> **What to produce**
In the records below, find every line that contains the word "leaf" and copy each one in full. Case counts.

> **Input rows**

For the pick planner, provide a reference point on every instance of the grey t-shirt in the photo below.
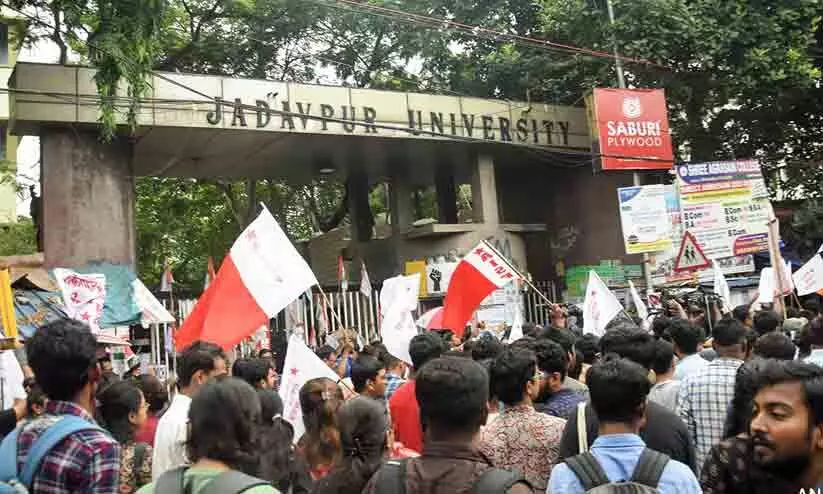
(665, 394)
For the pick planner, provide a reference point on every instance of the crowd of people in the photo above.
(723, 405)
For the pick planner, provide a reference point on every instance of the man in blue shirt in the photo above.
(619, 389)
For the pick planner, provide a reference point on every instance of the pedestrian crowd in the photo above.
(697, 403)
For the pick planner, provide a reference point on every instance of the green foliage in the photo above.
(742, 79)
(18, 238)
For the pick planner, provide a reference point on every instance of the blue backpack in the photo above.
(13, 481)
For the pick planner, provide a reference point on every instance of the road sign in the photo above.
(691, 256)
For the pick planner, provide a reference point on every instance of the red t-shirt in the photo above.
(405, 414)
(145, 434)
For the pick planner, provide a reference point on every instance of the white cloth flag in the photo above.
(639, 306)
(766, 289)
(300, 366)
(365, 282)
(600, 306)
(517, 327)
(721, 287)
(809, 278)
(83, 295)
(398, 298)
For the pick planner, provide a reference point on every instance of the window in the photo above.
(4, 44)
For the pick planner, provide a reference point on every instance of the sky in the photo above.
(28, 152)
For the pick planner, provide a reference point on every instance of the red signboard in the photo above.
(632, 127)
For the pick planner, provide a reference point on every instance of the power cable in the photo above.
(483, 32)
(291, 115)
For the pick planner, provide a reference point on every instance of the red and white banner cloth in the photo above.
(482, 271)
(721, 287)
(262, 274)
(300, 366)
(84, 295)
(600, 306)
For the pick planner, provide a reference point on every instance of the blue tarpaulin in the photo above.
(120, 308)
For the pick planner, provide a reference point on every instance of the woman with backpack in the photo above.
(223, 444)
(123, 410)
(157, 397)
(363, 438)
(319, 447)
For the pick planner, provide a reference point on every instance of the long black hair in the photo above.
(117, 402)
(224, 418)
(279, 463)
(363, 425)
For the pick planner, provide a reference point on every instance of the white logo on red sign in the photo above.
(632, 107)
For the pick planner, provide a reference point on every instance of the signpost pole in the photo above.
(621, 83)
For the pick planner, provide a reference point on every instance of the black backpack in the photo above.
(230, 482)
(391, 479)
(645, 478)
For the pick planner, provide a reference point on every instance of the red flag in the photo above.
(262, 274)
(481, 272)
(210, 273)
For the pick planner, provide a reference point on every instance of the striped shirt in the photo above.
(703, 403)
(87, 461)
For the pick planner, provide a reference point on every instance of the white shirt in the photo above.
(692, 364)
(11, 380)
(170, 438)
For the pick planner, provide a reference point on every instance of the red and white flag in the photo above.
(300, 366)
(167, 279)
(262, 274)
(342, 277)
(481, 272)
(599, 307)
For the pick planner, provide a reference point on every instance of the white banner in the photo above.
(398, 298)
(300, 366)
(84, 295)
(643, 218)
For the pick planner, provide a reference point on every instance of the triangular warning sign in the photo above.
(691, 256)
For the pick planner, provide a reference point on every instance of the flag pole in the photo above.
(335, 314)
(520, 275)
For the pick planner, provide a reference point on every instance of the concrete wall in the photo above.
(88, 199)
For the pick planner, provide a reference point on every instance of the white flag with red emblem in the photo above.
(639, 306)
(262, 274)
(600, 306)
(300, 366)
(482, 271)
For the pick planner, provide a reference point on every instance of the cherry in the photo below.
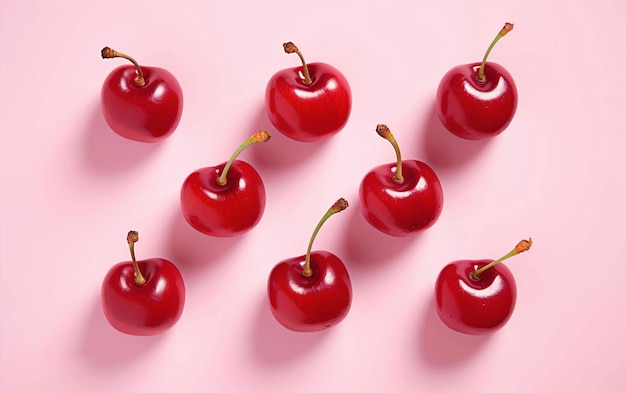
(142, 298)
(140, 103)
(477, 100)
(308, 103)
(477, 296)
(311, 292)
(400, 198)
(227, 199)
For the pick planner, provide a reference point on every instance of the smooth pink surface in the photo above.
(71, 189)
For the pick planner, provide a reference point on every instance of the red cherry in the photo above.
(477, 297)
(311, 292)
(402, 198)
(227, 199)
(308, 103)
(143, 298)
(478, 100)
(141, 103)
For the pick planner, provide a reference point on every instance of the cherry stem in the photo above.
(481, 72)
(290, 47)
(385, 132)
(132, 238)
(108, 53)
(338, 206)
(523, 245)
(259, 136)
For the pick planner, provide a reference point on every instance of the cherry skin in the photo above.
(143, 298)
(477, 296)
(225, 200)
(478, 100)
(141, 103)
(308, 103)
(400, 202)
(311, 292)
(307, 304)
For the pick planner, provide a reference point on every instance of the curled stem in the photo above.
(108, 53)
(481, 72)
(290, 47)
(132, 238)
(259, 136)
(338, 206)
(523, 245)
(385, 133)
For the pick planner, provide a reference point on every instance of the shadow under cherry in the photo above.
(273, 344)
(441, 347)
(107, 153)
(193, 251)
(105, 347)
(366, 248)
(444, 150)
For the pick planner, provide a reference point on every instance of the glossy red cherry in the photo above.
(311, 292)
(143, 104)
(308, 103)
(477, 297)
(402, 198)
(478, 100)
(227, 199)
(143, 298)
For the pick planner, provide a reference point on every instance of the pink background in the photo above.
(71, 189)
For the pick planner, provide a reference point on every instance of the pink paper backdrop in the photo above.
(71, 189)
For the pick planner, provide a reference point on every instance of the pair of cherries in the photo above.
(313, 291)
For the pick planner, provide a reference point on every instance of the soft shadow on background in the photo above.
(366, 248)
(107, 153)
(106, 348)
(439, 346)
(193, 251)
(273, 344)
(443, 150)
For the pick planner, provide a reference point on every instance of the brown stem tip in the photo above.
(132, 237)
(261, 136)
(340, 205)
(507, 27)
(523, 245)
(290, 47)
(108, 53)
(383, 131)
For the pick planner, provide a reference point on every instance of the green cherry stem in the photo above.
(257, 137)
(132, 238)
(481, 72)
(385, 133)
(338, 206)
(108, 53)
(290, 47)
(523, 245)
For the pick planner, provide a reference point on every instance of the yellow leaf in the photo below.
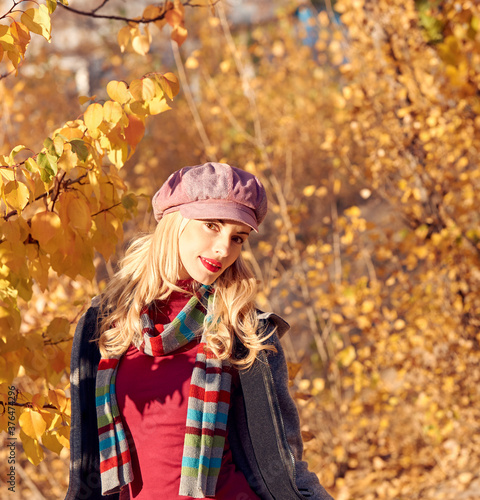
(83, 99)
(118, 91)
(368, 306)
(63, 436)
(135, 130)
(32, 448)
(57, 398)
(179, 35)
(309, 190)
(50, 441)
(45, 226)
(105, 237)
(123, 38)
(152, 12)
(157, 106)
(346, 356)
(93, 116)
(169, 83)
(38, 21)
(20, 35)
(16, 195)
(141, 44)
(336, 318)
(353, 211)
(32, 423)
(174, 17)
(142, 90)
(112, 112)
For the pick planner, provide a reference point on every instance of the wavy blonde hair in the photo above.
(149, 271)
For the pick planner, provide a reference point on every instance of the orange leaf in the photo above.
(93, 116)
(118, 91)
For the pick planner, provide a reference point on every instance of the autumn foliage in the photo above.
(363, 124)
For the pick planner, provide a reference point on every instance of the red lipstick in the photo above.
(211, 264)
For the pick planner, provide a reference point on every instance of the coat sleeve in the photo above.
(307, 482)
(84, 480)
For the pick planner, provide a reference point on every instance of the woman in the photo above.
(184, 380)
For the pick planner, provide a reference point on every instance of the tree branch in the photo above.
(93, 13)
(106, 209)
(100, 6)
(67, 183)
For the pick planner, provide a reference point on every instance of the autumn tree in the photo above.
(61, 205)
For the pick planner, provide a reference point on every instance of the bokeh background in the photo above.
(361, 118)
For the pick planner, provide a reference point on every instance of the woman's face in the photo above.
(209, 247)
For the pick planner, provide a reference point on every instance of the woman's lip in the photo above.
(211, 264)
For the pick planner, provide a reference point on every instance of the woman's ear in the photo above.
(182, 226)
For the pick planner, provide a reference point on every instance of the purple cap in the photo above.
(213, 191)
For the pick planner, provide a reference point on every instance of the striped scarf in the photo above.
(208, 404)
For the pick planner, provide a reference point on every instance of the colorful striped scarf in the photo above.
(208, 404)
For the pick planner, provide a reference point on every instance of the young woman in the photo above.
(179, 384)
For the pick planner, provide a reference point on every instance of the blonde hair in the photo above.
(149, 271)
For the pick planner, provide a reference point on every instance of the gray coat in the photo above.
(263, 424)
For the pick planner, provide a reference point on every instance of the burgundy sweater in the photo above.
(152, 394)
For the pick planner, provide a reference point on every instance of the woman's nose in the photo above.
(222, 247)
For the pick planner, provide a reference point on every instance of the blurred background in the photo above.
(361, 118)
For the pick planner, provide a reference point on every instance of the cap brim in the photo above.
(221, 211)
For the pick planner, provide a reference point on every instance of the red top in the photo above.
(152, 394)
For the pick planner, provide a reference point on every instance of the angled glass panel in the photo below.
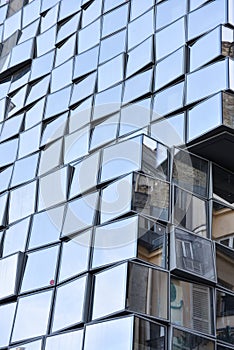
(210, 80)
(68, 28)
(107, 102)
(214, 12)
(8, 151)
(112, 46)
(85, 175)
(182, 339)
(24, 170)
(86, 62)
(104, 132)
(18, 208)
(170, 38)
(190, 172)
(32, 316)
(35, 277)
(75, 255)
(70, 296)
(205, 116)
(46, 227)
(170, 131)
(169, 100)
(29, 141)
(76, 145)
(111, 72)
(7, 313)
(10, 271)
(61, 76)
(16, 237)
(42, 65)
(53, 188)
(71, 340)
(89, 36)
(101, 335)
(224, 317)
(190, 212)
(224, 264)
(115, 20)
(168, 12)
(139, 85)
(121, 158)
(67, 9)
(65, 51)
(199, 316)
(84, 88)
(140, 57)
(140, 29)
(193, 254)
(80, 214)
(170, 68)
(57, 102)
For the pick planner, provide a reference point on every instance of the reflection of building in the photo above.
(116, 175)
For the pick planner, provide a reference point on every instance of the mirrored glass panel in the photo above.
(32, 316)
(75, 255)
(191, 306)
(80, 214)
(35, 277)
(224, 316)
(193, 254)
(70, 296)
(190, 212)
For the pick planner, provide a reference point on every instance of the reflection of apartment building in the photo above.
(116, 175)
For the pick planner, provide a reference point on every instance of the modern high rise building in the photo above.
(116, 174)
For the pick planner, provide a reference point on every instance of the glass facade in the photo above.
(116, 174)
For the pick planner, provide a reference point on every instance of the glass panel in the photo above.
(193, 254)
(169, 69)
(32, 316)
(111, 72)
(170, 38)
(225, 264)
(19, 208)
(121, 158)
(110, 285)
(80, 214)
(112, 46)
(210, 79)
(183, 340)
(101, 335)
(16, 237)
(224, 316)
(85, 175)
(35, 277)
(190, 172)
(46, 227)
(75, 255)
(191, 306)
(53, 188)
(7, 313)
(168, 12)
(115, 20)
(104, 132)
(140, 29)
(10, 270)
(190, 212)
(168, 100)
(170, 131)
(70, 296)
(71, 341)
(204, 117)
(89, 36)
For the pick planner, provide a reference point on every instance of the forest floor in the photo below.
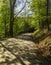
(22, 50)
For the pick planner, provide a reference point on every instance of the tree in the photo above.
(40, 9)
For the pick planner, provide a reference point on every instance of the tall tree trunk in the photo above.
(12, 3)
(47, 14)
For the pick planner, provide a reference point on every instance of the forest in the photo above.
(25, 32)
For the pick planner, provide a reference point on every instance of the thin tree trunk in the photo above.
(47, 14)
(12, 3)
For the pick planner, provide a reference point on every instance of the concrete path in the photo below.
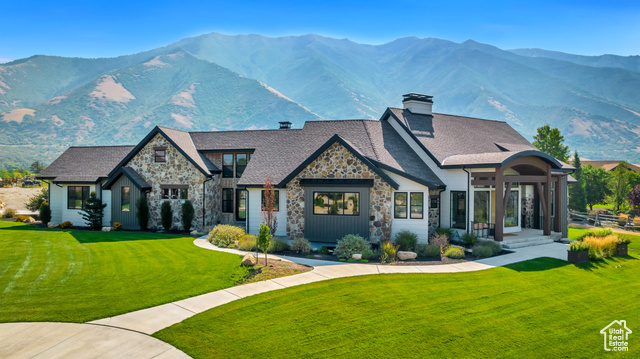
(69, 340)
(153, 319)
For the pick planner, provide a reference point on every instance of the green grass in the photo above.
(77, 276)
(544, 308)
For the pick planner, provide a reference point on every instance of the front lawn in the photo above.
(77, 276)
(544, 308)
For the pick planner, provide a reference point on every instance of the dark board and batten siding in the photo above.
(330, 228)
(128, 219)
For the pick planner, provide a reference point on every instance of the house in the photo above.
(410, 170)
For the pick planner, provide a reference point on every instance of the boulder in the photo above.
(406, 255)
(249, 260)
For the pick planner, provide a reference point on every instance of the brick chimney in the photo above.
(417, 103)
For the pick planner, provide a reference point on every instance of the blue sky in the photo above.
(100, 28)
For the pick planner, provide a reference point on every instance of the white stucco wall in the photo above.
(254, 218)
(417, 226)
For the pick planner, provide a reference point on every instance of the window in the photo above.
(175, 192)
(77, 197)
(227, 165)
(417, 204)
(400, 205)
(161, 154)
(458, 210)
(276, 196)
(227, 200)
(336, 203)
(125, 199)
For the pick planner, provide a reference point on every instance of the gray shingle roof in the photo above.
(85, 164)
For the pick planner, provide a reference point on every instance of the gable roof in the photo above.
(85, 164)
(457, 141)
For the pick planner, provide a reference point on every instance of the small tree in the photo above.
(166, 215)
(577, 198)
(264, 240)
(142, 212)
(93, 211)
(269, 213)
(45, 213)
(550, 141)
(188, 213)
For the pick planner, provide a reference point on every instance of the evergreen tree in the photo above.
(577, 197)
(93, 211)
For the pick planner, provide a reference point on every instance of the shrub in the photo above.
(469, 239)
(578, 246)
(602, 247)
(21, 218)
(9, 213)
(166, 215)
(441, 240)
(224, 235)
(247, 242)
(45, 213)
(142, 212)
(278, 245)
(349, 245)
(188, 213)
(388, 252)
(406, 240)
(301, 245)
(454, 252)
(428, 250)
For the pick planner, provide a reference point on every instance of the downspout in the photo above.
(468, 196)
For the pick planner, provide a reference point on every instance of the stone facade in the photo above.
(177, 170)
(338, 162)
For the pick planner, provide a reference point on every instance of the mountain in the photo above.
(217, 81)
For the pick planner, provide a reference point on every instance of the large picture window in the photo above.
(125, 199)
(227, 165)
(227, 200)
(77, 197)
(276, 198)
(458, 210)
(336, 203)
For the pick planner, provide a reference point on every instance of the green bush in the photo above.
(454, 252)
(301, 245)
(388, 252)
(469, 239)
(45, 213)
(224, 235)
(188, 213)
(9, 213)
(166, 215)
(406, 240)
(247, 243)
(349, 245)
(278, 245)
(428, 250)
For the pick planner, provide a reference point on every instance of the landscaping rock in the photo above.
(406, 255)
(249, 260)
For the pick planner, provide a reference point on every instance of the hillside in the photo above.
(230, 82)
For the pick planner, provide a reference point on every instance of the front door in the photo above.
(241, 205)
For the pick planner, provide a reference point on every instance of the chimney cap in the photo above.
(417, 97)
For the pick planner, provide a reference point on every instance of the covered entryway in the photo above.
(335, 208)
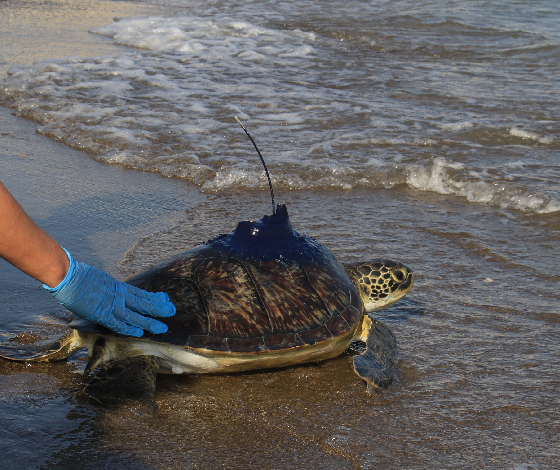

> **Output below**
For the pick planner, provide a reference point on every instance of the yellow leaf in the photo below.
For the pick planner, provide a reference point on every instance of the orange leaf in the photo above.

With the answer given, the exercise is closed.